[Collected data]
══════════

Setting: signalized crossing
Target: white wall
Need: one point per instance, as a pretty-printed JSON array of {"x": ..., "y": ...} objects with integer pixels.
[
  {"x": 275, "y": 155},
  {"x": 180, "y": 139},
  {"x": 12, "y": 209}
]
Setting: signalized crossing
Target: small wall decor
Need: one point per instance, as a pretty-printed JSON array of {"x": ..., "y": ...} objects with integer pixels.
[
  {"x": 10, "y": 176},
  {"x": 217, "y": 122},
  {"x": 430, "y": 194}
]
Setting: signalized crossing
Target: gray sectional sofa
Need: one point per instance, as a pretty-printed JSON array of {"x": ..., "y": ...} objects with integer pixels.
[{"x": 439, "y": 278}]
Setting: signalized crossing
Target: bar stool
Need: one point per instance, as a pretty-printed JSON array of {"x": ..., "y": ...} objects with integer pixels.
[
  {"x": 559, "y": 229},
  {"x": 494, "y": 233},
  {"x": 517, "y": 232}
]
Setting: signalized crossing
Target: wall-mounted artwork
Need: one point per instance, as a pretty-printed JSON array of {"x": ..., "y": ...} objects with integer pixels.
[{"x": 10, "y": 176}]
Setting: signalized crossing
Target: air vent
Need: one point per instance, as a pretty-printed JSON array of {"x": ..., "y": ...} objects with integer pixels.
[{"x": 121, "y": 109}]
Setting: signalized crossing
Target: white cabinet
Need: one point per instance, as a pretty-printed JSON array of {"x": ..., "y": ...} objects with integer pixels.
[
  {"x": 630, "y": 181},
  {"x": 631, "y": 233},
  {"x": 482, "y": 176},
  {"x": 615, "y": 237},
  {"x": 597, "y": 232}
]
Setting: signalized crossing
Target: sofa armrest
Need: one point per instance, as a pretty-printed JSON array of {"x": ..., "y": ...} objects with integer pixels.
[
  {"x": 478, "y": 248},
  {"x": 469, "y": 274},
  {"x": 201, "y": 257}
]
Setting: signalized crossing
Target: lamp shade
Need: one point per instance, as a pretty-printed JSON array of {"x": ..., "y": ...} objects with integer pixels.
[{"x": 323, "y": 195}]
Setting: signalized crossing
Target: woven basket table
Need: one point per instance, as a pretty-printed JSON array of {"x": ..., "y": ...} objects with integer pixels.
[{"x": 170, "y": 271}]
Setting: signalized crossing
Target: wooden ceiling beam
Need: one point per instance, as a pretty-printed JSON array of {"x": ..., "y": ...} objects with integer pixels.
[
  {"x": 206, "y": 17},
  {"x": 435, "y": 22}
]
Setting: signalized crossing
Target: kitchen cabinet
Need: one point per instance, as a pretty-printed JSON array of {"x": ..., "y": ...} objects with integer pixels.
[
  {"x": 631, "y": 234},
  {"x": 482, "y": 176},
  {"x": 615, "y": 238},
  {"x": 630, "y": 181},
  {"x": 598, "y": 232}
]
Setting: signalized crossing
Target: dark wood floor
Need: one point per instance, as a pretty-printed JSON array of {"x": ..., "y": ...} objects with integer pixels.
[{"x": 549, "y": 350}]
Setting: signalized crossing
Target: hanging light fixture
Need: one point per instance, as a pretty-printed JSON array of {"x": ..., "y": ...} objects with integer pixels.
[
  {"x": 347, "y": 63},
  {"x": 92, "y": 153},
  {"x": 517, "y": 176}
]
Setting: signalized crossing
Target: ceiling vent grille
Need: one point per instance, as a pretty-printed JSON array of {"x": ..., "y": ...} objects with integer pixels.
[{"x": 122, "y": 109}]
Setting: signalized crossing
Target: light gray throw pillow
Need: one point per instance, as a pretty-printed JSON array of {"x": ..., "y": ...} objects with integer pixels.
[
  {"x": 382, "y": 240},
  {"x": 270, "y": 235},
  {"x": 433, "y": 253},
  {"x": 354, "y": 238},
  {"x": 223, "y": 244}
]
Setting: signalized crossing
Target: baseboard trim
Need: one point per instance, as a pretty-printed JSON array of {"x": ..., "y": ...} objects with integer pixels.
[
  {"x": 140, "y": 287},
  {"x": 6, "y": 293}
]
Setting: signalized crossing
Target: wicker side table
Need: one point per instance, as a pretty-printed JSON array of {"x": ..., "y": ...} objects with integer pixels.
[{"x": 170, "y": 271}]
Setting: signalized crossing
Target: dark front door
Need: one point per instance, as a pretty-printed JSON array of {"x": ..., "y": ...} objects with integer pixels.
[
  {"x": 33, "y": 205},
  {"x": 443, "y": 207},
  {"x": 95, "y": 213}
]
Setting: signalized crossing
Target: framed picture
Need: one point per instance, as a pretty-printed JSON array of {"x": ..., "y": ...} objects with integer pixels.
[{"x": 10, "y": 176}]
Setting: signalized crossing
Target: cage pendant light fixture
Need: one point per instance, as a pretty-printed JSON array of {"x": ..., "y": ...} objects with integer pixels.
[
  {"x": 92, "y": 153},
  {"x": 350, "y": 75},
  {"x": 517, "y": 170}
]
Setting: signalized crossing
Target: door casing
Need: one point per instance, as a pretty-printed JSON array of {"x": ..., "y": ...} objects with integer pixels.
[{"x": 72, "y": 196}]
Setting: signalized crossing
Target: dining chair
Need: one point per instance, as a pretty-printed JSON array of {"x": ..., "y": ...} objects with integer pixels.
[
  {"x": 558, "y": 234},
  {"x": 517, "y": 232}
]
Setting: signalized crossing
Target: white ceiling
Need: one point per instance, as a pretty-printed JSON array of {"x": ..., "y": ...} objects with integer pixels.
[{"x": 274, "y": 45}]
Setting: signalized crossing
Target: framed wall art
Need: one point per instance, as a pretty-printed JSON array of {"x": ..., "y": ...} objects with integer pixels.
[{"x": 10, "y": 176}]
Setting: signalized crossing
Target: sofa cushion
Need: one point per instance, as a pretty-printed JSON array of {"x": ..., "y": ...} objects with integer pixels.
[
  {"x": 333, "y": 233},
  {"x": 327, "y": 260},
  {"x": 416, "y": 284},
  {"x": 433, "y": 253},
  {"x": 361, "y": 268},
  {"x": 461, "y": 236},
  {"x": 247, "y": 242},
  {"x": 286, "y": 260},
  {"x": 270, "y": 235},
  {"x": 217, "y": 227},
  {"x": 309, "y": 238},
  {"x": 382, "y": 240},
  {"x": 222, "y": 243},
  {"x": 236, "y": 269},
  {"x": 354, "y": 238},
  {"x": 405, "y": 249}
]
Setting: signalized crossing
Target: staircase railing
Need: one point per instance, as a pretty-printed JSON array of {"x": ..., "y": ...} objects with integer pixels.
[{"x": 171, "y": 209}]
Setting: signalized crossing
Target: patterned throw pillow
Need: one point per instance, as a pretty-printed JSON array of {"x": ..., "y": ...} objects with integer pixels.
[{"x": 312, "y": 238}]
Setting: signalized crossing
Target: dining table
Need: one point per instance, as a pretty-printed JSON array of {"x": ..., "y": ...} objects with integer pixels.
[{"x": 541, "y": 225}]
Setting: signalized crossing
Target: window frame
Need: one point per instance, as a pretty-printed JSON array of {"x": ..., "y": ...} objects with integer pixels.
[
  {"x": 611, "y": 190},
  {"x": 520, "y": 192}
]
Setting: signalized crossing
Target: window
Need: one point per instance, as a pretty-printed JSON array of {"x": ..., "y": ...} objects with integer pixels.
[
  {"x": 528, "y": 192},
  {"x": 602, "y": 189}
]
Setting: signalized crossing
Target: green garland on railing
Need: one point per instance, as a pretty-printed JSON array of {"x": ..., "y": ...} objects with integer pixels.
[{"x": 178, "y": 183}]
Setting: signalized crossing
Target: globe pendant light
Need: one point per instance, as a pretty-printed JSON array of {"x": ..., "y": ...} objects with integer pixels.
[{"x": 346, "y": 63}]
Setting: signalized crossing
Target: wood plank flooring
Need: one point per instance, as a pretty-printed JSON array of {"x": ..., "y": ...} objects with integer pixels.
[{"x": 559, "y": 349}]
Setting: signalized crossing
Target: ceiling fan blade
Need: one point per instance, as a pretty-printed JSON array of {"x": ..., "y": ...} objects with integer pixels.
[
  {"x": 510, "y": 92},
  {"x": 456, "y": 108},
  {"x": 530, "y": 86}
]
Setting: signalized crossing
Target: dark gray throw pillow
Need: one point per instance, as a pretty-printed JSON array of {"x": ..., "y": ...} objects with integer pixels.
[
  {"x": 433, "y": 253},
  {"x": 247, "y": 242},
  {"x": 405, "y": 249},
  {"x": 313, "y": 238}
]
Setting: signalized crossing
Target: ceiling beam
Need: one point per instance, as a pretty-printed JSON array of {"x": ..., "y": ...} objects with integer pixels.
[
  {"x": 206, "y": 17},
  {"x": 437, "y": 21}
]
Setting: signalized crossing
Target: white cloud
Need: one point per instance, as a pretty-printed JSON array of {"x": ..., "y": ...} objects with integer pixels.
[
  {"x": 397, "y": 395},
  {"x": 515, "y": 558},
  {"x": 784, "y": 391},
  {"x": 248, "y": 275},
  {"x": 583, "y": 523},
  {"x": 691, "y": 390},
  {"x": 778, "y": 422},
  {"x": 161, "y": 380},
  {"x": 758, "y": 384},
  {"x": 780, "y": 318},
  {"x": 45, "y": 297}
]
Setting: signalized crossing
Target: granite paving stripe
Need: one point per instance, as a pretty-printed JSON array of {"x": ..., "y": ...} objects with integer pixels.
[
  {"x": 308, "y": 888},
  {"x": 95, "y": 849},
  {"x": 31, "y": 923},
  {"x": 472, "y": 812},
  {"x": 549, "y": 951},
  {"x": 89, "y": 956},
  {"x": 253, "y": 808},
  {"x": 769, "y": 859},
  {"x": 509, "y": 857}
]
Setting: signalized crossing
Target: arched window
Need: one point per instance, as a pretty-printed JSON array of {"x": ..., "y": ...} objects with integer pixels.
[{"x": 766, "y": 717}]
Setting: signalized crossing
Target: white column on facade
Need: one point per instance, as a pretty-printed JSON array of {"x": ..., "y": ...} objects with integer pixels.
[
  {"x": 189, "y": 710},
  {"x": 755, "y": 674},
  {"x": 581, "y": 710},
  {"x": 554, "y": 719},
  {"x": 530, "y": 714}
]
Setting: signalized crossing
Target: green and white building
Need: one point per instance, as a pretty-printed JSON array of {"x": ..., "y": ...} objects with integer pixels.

══════════

Directions: In the listing above, find every line that contains the string "pillow" and copy each one.

Result of the exercise:
Target: light gray throw pillow
Target: patterned throw pillow
Target: dark gray throw pillow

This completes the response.